> _文本节选_
-=-=-=-=-
A: yǒu méi yǒu bú tài là de cài?
A: Do you have dishes that aren’t too spicy?
B:可以點清炒時蔬,或是清蒸魚,味道比較清淡。
B: kě yǐ diǎn qīng chǎo shí shū, huò shì qīng zhēng yú, wèi dào bǐ jiào qīng dàn
B: Try the seasonal greens stir-fried, or the steamed fish—lighter flavor.
換口味與忌口
A:我不吃牛,可以改成豬嗎?
A: wǒ bù chī niú, kě yǐ gǎi chéng zhū ma?
A: I don’t eat beef—can you switch to pork?
B:可以,我幫你做成蔥爆豬肉。
B: kě yǐ, wǒ bāng nǐ zuò chéng cōng bào zhū ròu
B: Sure, I’ll make it scallion-tossed pork.
分享與份量
A:這道菜份量大嗎?
A: zhè dào cài fèn liàng dà ma?
A: Is this dish large?
B:蠻適合兩個人分享。
B: mán shì hé liǎng ge rén fēn xiǎng
B: It’s good for two to share.
-=-=-=-=-
> _任务要求_
把上面这段点菜对话中，从含有“A: Do you have”的字句开始、到“A:我不吃牛,可以改成豬嗎?”结束的那部分逐字照录下来。 下面的数据取自另一个来源。

> _原始数据_
-=-=-=-=-
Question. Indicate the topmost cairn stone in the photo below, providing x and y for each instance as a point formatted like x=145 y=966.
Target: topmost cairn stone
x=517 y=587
-=-=-=-=-
> _任务回应_
A: Do you have dishes that aren’t too spicy?
B:可以點清炒時蔬,或是清蒸魚,味道比較清淡。
B: kě yǐ diǎn qīng chǎo shí shū, huò shì qīng zhēng yú, wèi dào bǐ jiào qīng dàn
B: Try the seasonal greens stir-fried, or the steamed fish—lighter flavor.
換口味與忌口
A:我不吃牛,可以改成豬嗎?